Task goal = Repeat each entry verbatim.
Segment Start: Data to use
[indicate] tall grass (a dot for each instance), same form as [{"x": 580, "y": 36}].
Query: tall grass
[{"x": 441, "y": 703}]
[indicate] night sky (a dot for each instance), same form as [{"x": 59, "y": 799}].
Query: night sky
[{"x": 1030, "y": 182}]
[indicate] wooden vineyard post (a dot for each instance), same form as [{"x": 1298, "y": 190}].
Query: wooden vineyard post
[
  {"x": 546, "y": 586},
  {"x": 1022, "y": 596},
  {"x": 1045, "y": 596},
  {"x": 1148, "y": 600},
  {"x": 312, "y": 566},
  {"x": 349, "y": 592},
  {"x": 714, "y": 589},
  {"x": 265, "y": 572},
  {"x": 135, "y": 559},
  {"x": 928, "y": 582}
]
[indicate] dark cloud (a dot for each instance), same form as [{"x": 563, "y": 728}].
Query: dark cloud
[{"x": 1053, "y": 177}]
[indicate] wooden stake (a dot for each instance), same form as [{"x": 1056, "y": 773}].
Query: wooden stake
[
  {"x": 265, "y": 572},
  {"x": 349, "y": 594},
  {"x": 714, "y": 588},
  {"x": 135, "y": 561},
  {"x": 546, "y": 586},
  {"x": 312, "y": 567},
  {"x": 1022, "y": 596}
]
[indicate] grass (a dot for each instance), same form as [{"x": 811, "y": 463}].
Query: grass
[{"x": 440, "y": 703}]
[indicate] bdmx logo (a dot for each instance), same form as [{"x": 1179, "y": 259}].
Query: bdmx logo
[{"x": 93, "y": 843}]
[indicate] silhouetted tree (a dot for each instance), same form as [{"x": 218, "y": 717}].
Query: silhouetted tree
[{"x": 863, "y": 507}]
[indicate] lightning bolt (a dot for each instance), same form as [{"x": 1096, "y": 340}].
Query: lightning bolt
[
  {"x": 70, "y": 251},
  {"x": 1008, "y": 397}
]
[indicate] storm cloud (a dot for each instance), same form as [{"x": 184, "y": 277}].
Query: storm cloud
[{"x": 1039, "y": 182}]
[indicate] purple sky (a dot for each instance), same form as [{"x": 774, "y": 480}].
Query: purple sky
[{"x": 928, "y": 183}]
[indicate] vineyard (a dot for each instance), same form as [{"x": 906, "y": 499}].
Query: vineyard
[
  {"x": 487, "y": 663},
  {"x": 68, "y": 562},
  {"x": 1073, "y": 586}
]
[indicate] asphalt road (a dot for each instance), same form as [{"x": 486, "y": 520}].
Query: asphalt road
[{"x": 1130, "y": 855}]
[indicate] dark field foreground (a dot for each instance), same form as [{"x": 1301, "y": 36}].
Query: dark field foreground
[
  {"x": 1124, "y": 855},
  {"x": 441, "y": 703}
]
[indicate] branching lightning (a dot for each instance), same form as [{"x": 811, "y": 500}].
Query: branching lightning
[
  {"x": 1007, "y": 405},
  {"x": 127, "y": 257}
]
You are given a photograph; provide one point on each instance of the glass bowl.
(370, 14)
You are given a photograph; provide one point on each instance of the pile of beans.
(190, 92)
Segment End: Data to use
Response =
[indicate] tall grass (a dot for each instance), same form as [{"x": 580, "y": 36}].
Query: tall grass
[{"x": 441, "y": 703}]
[indicate] night sky (a dot for each instance), same form as [{"x": 59, "y": 799}].
Query: night sky
[{"x": 1030, "y": 182}]
[indicate] wooden vineyard post (a dot for each instance), same form as [{"x": 1298, "y": 190}].
Query: wooden vineyard post
[
  {"x": 546, "y": 586},
  {"x": 1022, "y": 596},
  {"x": 1045, "y": 596},
  {"x": 1148, "y": 600},
  {"x": 312, "y": 566},
  {"x": 349, "y": 592},
  {"x": 714, "y": 589},
  {"x": 265, "y": 572},
  {"x": 135, "y": 559},
  {"x": 928, "y": 582}
]
[indicate] dark cloud (a dot for each instance), same form as [{"x": 563, "y": 728}].
Query: dark cloud
[{"x": 1053, "y": 177}]
[indicate] wooden stake (a dot for each instance), same form as [{"x": 1056, "y": 773}].
Query: wooden stake
[
  {"x": 265, "y": 572},
  {"x": 349, "y": 594},
  {"x": 714, "y": 588},
  {"x": 135, "y": 561},
  {"x": 546, "y": 586},
  {"x": 312, "y": 567},
  {"x": 1022, "y": 596}
]
[indicate] grass (a dot for each instance), same form as [{"x": 811, "y": 463}].
Query: grass
[{"x": 440, "y": 703}]
[indicate] bdmx logo (a dot for each instance), same form as [{"x": 1179, "y": 259}].
Query: bdmx logo
[{"x": 93, "y": 843}]
[indicate] silhouetted tree (a dot for each instance), same form as [{"x": 218, "y": 717}].
Query: silhouetted tree
[{"x": 863, "y": 507}]
[indicate] lightning bolt (a dot for each instance), same form as [{"x": 1096, "y": 340}].
Query: lightning bolt
[
  {"x": 70, "y": 251},
  {"x": 1008, "y": 397}
]
[indicate] storm cloud (a dot for each instance), same form as [{"x": 184, "y": 277}].
Query: storm cloud
[{"x": 1039, "y": 182}]
[indicate] purple sky (a dot for each instance), same form as [{"x": 774, "y": 480}].
Query: purple sky
[{"x": 928, "y": 183}]
[indicate] vineyard (a dot for each instance), same form as [{"x": 906, "y": 499}].
Query: vineyard
[
  {"x": 487, "y": 663},
  {"x": 68, "y": 562},
  {"x": 1073, "y": 586}
]
[indicate] asphalt road (a dot for each instance), same form as [{"x": 486, "y": 520}].
Query: asphalt road
[{"x": 1130, "y": 855}]
[indicate] dark field foreground (a dot for each instance), same form as [{"x": 1301, "y": 36}].
Query: dark field foreground
[
  {"x": 1124, "y": 855},
  {"x": 441, "y": 703}
]
[indicate] branching lightning (a dot for each instance), same form as [{"x": 811, "y": 500}].
Query: branching lightning
[
  {"x": 1007, "y": 405},
  {"x": 127, "y": 257}
]
You are given a photograph; provide one point on each instance of the glass bowl.
(370, 14)
You are given a photograph; provide one point on each instance of the pile of beans.
(190, 92)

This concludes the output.